TÂCHES À RÉALISER:
[1] Restituez à l'identique le passage de l'article sur la suppression des droits de douane chinois, depuis « Une mesure à » jusqu'à « son marché intérieur. » inclus.
[2] Énumérez les pays que l'article sur la suppression des droits de douane chinois cite comme particulièrement affectés par les droits de douane américains.
[3] Poursuivez la rédaction de l'article sur la suppression des droits de douane chinois à partir de sa dernière phrase.

PASSAGE EXTRAIT:
- - - - - - -

La Nation Bénin...
Pékin renforce sa coopération commerciale
avec l’Afrique en annonçant la suppression des droits de douane sur les
produits en provenance de 53 pays du continent. Une stratégie à double objectif
: soutenir son économie et affirmer sa présence face à la concurrence
américaine.
La Chine a franchi une nouvelle étape dans
sa stratégie d’ouverture économique au continent africain. Le 11 juin 2025, au
terme d’une réunion de haut niveau à Changsha, dans la province du Hunan, le
ministre chinois des Affaires étrangères, Wang Yi, a annoncé une mesure de
portée historique. A partir des prochaines semaines, 53 pays africains
bénéficieront d’un accès sans droits de douane au marché chinois. Cette
décision vise à approfondir les relations commerciales entre la Chine et
l’Afrique, dans un contexte où les tensions commerciales entre l’Afrique et les
États-Unis s’intensifient.
Une mesure à visée diplomatique et
économique
Le traitement tarifaire nul, proposé par
Pékin, s’adresse à l’ensemble des pays africains ayant des relations
diplomatiques avec la Chine. Exception : l’Eswatini, seule nation africaine à
reconnaître officiellement Taïwan. Pékin, qui considère Taïwan comme une
province rebelle, maintient son intransigeance diplomatique sur ce sujet
sensible.
Au-delà de la sanction implicite adressée
à l’Eswatini, cette initiative s’inscrit dans une volonté affirmée de la Chine
de consolider son influence économique sur le continent. Premier créancier de
l’Afrique, principal investisseur dans les infrastructures, Pékin franchit un
cap en facilitant l’accès de produits africains à son marché intérieur.
Objectif : encourager les exportations africaines, diversifier les échanges
commerciaux et renforcer la confiance mutuelle entre les partenaires.
Un contexte géopolitique tendu
L’annonce intervient alors que les
relations entre certains pays africains et les États-Unis se sont
considérablement détériorées. En cause, les nouvelles mesures protectionnistes
du président Trump, qui a récemment imposé des droits de douane allant jusqu’à
50 % sur certaines importations africaines. Le Lesotho, Madagascar, Île
Maurice, le Botswana et l’Afrique du Sud, principal partenaire commercial du
continent, en ont été particulièrement affectés. Face à ces restrictions, la
Chine se positionne habilement comme une alternative fiable et respectueuse. La
déclaration conjointe sino-africaine publiée à l’issue de la réunion de
Changsha appelle d’ailleurs explicitement Washington à « revenir sur la bonne
voie » et à privilégier le dialogue dans le règlement des différends
commerciaux.

- - - - - - -

LISTING FOURNI:
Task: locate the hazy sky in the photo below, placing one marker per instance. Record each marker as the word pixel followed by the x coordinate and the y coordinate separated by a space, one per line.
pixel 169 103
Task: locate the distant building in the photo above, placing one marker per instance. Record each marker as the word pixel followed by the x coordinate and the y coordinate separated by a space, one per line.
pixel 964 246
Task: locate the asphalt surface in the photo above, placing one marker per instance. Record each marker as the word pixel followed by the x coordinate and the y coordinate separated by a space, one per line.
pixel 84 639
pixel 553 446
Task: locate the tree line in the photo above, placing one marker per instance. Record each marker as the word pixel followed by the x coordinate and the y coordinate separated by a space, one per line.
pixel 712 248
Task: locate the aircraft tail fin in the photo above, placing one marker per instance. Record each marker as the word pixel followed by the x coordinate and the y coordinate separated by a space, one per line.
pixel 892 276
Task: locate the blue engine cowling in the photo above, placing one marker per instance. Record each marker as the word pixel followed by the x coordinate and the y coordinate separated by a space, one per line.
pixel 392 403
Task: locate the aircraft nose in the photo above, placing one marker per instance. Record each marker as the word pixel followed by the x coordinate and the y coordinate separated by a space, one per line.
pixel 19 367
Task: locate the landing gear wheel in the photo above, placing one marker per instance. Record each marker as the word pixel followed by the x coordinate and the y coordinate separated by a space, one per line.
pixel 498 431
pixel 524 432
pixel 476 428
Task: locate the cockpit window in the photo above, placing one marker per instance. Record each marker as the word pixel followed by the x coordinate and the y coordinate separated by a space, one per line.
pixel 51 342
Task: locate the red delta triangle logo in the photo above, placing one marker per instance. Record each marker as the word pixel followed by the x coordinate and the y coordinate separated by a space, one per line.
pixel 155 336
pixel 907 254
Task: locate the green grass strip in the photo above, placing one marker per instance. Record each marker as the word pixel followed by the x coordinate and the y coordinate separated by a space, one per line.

- - - - - - -

RÉPONSES PAR TÂCHE:
[1]
Une mesure à visée diplomatique et
économique
Le traitement tarifaire nul, proposé par
Pékin, s’adresse à l’ensemble des pays africains ayant des relations
diplomatiques avec la Chine. Exception : l’Eswatini, seule nation africaine à
reconnaître officiellement Taïwan. Pékin, qui considère Taïwan comme une
province rebelle, maintient son intransigeance diplomatique sur ce sujet
sensible.
Au-delà de la sanction implicite adressée
à l’Eswatini, cette initiative s’inscrit dans une volonté affirmée de la Chine
de consolider son influence économique sur le continent. Premier créancier de
l’Afrique, principal investisseur dans les infrastructures, Pékin franchit un
cap en facilitant l’accès de produits africains à son marché intérieur.

[2] Le Lesotho, Madagascar, Île Maurice, le Botswana et l'Afrique du Sud.

[3]
Stimuler les importations
Si cette mesure est présentée comme un
geste de solidarité envers l’Afrique, elle répond aussi à une nécessité
intérieure pour Pékin. L’économie chinoise, confrontée à un ralentissement
notable, cherche de nouveaux leviers de croissance. Les entreprises publiques,
notamment dans les secteurs de l’agroalimentaire, de la transformation et du
textile, souffrent d’une baisse de la demande domestique.
En facilitant l’arrivée de produits
africains, qu’il s’agisse de matières premières, de denrées agricoles ou de
produits artisanaux, la Chine espère à la fois stimuler son propre marché et
offrir un nouveau débouché aux producteurs africains. Le traitement tarifaire
nul devient ainsi un outil économique, diplomatique et stratégique.
Un partenariat à rééquilibrer ?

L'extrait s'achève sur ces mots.